TASK STATEMENT |
Copy exactly the last part of the entries, starting from the line with "Might you point out the soldier" and including the final line.

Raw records
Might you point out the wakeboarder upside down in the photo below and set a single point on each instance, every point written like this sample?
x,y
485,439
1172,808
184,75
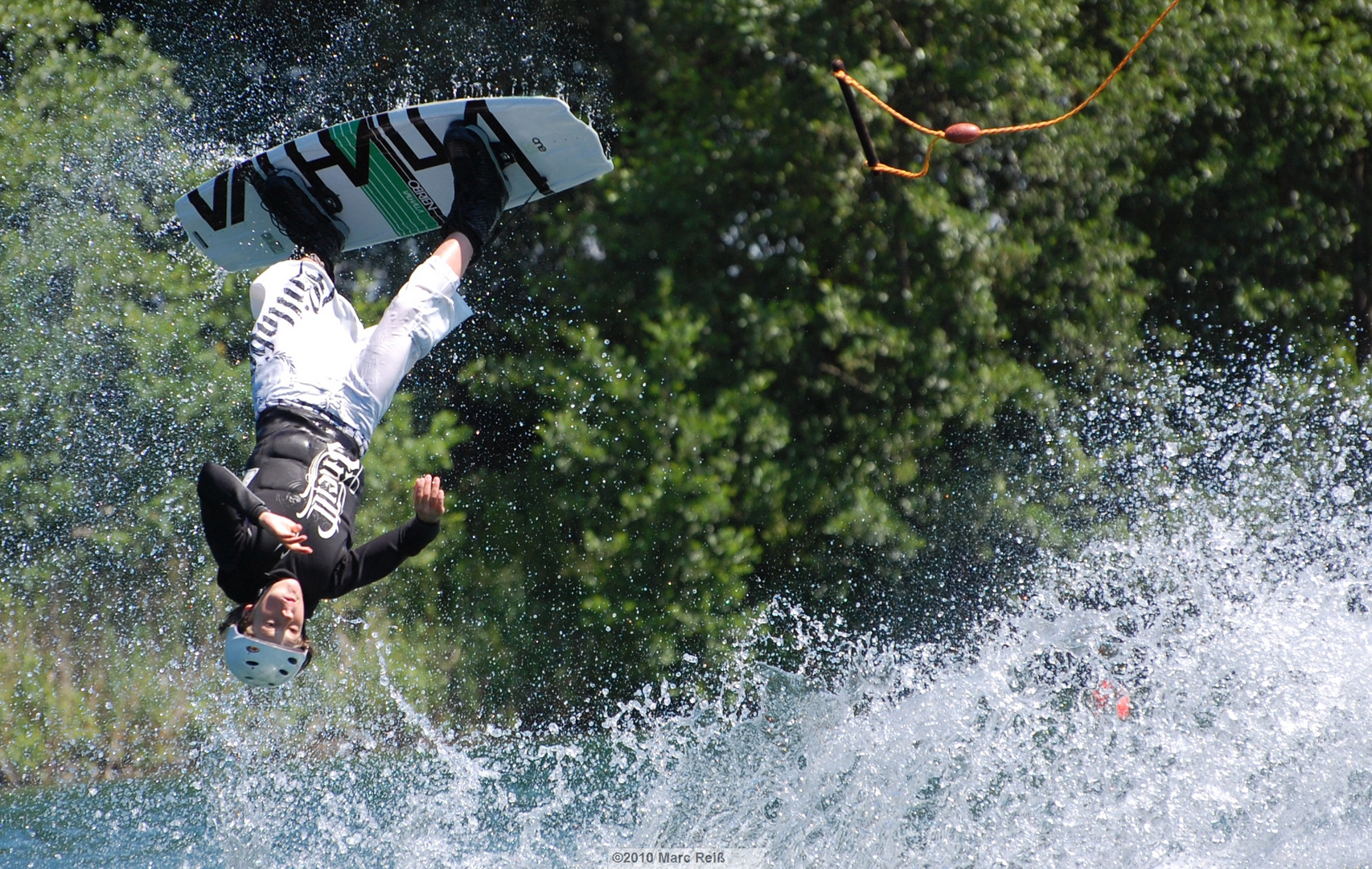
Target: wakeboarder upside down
x,y
322,382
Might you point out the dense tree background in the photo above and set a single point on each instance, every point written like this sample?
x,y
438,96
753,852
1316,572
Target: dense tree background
x,y
738,367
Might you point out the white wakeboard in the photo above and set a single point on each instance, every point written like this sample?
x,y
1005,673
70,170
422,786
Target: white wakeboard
x,y
392,176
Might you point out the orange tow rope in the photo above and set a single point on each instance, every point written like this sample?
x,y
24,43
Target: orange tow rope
x,y
961,134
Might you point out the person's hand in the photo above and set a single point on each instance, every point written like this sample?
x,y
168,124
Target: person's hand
x,y
287,532
429,499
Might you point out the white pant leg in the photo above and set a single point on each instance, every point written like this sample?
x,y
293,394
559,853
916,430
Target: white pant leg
x,y
305,336
425,309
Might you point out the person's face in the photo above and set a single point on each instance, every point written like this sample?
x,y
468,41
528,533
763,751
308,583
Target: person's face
x,y
279,616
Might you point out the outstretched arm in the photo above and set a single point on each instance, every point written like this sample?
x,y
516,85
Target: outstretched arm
x,y
225,503
382,555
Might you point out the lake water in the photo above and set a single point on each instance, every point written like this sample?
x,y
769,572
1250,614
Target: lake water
x,y
1191,692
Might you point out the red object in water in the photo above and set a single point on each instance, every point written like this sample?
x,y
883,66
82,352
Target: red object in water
x,y
1109,692
962,134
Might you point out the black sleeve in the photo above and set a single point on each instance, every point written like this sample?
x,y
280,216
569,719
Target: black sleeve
x,y
221,486
228,513
380,555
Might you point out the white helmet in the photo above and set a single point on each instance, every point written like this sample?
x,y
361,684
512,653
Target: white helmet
x,y
257,662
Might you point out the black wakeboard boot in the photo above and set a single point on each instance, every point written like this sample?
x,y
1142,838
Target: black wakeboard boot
x,y
302,217
479,188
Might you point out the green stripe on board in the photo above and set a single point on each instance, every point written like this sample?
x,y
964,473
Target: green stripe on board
x,y
386,188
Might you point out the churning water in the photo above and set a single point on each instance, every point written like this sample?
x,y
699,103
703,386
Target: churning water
x,y
1185,692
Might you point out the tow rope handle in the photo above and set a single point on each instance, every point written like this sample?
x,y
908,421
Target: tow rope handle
x,y
863,136
965,132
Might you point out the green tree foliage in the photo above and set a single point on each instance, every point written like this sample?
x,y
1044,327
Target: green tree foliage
x,y
102,393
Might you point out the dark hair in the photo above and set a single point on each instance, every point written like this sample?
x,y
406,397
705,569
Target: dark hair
x,y
239,618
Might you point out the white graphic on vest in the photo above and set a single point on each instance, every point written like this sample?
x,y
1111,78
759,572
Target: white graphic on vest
x,y
331,478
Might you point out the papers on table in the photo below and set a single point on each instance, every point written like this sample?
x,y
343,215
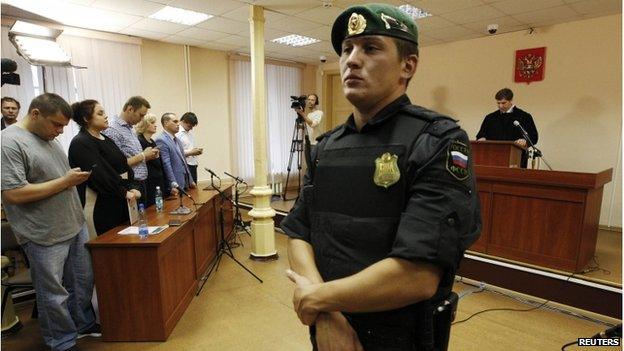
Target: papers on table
x,y
135,230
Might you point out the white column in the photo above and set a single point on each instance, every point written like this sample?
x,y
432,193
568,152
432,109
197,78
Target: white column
x,y
262,225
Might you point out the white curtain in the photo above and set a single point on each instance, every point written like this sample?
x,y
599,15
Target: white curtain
x,y
25,92
281,83
112,75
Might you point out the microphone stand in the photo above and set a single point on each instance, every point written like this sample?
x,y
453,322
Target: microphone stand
x,y
238,219
223,248
181,210
537,152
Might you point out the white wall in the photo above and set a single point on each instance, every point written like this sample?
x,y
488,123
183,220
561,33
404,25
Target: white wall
x,y
577,107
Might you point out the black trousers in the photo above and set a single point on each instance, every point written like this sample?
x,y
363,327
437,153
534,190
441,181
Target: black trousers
x,y
193,170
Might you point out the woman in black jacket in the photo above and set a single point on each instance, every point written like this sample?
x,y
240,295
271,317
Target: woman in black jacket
x,y
111,182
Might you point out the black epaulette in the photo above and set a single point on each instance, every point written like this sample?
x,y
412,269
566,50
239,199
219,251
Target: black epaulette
x,y
328,133
438,124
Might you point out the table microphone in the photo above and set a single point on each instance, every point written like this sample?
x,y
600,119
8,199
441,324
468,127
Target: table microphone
x,y
613,332
212,173
184,192
526,135
235,178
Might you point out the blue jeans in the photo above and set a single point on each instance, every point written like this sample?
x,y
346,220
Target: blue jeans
x,y
63,280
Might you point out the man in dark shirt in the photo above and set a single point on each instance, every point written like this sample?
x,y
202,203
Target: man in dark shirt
x,y
389,203
499,125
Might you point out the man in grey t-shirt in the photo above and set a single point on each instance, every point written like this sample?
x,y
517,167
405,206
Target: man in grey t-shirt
x,y
41,203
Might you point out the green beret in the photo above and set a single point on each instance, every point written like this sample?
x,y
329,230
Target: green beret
x,y
373,19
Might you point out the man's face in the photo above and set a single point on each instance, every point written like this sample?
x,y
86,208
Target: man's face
x,y
370,69
48,128
10,109
172,125
152,127
311,101
136,115
187,126
504,105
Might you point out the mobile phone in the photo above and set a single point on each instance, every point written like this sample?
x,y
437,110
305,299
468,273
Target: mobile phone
x,y
174,222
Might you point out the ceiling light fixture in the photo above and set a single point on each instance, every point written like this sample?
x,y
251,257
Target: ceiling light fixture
x,y
180,16
295,40
414,12
37,44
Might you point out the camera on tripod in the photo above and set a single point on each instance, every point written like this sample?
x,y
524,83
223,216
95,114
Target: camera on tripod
x,y
8,72
298,101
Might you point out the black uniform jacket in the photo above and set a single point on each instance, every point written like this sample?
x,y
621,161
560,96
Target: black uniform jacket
x,y
430,214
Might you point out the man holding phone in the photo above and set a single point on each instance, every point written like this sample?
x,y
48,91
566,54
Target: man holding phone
x,y
188,122
41,203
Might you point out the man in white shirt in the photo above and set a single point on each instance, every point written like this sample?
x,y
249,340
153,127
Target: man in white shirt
x,y
188,122
312,116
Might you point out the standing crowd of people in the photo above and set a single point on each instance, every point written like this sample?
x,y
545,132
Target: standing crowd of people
x,y
55,202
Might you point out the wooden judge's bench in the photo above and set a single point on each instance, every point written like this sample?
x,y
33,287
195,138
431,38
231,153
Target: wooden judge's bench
x,y
540,217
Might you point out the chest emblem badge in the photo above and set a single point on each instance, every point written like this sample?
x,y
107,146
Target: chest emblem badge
x,y
386,170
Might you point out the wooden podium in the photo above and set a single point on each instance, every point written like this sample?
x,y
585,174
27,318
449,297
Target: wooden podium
x,y
545,218
496,153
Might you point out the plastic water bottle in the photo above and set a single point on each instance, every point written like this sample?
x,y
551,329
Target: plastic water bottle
x,y
143,230
159,201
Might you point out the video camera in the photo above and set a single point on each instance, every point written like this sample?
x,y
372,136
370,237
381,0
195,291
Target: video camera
x,y
8,76
298,101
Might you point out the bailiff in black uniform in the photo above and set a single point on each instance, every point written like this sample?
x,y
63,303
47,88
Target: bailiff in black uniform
x,y
400,187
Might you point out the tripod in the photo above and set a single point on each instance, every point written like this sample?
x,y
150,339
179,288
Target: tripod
x,y
296,147
223,247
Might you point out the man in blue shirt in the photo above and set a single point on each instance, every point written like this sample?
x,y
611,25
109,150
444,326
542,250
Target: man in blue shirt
x,y
120,131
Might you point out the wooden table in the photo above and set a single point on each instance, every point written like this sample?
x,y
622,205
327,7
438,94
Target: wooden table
x,y
144,286
545,218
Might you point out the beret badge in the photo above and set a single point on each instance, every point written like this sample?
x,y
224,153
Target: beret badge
x,y
356,24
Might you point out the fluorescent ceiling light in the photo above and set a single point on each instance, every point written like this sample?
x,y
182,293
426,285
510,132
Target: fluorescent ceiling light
x,y
41,52
181,16
295,40
414,12
21,27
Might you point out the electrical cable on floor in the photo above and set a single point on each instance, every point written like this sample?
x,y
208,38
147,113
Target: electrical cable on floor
x,y
501,309
482,287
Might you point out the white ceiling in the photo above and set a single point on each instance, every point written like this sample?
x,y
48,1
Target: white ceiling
x,y
452,20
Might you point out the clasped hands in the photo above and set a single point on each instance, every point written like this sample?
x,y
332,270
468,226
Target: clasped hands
x,y
333,331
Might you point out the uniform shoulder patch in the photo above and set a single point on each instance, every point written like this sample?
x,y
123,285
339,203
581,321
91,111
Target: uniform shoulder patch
x,y
441,126
457,161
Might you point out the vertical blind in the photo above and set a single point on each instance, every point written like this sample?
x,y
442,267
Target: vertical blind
x,y
281,83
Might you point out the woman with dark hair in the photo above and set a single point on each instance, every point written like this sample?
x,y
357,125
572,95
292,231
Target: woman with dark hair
x,y
188,121
145,129
104,195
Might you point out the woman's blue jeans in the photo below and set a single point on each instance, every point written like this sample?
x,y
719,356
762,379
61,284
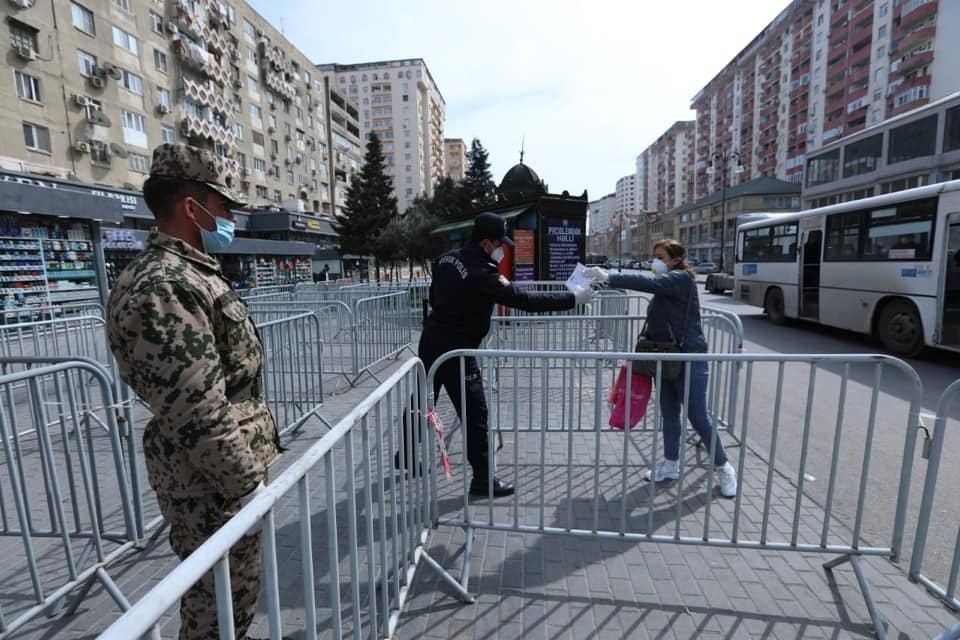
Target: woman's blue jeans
x,y
671,391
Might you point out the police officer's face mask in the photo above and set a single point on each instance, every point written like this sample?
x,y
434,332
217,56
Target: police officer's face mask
x,y
221,237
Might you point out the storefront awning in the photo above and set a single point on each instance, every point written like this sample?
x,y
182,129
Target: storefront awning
x,y
468,223
261,247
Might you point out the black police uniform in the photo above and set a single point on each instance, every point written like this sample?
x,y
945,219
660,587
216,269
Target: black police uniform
x,y
465,287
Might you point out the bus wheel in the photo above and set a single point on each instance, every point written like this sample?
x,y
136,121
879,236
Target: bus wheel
x,y
900,328
773,306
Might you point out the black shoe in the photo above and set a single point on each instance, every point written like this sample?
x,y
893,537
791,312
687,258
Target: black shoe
x,y
398,465
481,488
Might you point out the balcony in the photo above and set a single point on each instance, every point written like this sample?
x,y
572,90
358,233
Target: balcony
x,y
208,130
205,94
912,40
911,63
915,11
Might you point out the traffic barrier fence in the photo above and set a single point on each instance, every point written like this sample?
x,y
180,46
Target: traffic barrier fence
x,y
74,518
372,528
817,409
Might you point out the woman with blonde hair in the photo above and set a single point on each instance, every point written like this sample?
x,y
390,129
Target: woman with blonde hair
x,y
674,315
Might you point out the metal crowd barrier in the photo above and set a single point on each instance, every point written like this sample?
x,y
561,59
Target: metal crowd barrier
x,y
586,480
77,336
938,513
373,526
617,334
292,369
67,503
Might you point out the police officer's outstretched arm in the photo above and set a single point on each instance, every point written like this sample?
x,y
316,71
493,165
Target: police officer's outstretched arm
x,y
166,339
500,291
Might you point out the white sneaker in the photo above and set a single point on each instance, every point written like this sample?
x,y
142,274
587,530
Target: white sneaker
x,y
727,480
666,470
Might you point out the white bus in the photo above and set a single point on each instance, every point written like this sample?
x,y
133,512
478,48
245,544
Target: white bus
x,y
886,266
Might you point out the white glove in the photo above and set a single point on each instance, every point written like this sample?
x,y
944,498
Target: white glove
x,y
584,295
598,274
247,499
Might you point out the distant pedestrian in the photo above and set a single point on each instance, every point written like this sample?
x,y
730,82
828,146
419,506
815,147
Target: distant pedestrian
x,y
465,287
185,343
674,313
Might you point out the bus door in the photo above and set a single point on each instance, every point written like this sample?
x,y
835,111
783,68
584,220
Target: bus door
x,y
811,249
950,329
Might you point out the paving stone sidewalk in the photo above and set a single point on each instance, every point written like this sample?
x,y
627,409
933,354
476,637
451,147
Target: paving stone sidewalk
x,y
532,586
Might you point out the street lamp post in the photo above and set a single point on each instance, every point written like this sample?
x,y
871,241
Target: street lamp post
x,y
727,160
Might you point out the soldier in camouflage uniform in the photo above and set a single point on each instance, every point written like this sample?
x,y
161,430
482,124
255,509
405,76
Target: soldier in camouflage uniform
x,y
185,344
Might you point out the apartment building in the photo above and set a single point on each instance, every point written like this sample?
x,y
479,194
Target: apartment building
x,y
455,158
400,102
136,73
820,71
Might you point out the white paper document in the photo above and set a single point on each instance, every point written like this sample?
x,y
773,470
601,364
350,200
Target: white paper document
x,y
577,280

SOLVED PROBLEM |
Might you point out the soldier in camouflage uniform in the photo above and set a single point on each instance, every point written like this sample?
x,y
161,430
482,124
255,509
405,76
Target: soldier in camouflage uniform
x,y
185,344
Might you point out the apartment building in the photo above and set a single point on each instance, every point written like this sample?
x,y
479,194
Target: apartment building
x,y
455,158
400,102
136,73
820,71
Might you point out the white paper document in the photo above and set a single point on each instance, every point written like this sample?
x,y
773,470
601,364
350,200
Target: white paper document
x,y
577,280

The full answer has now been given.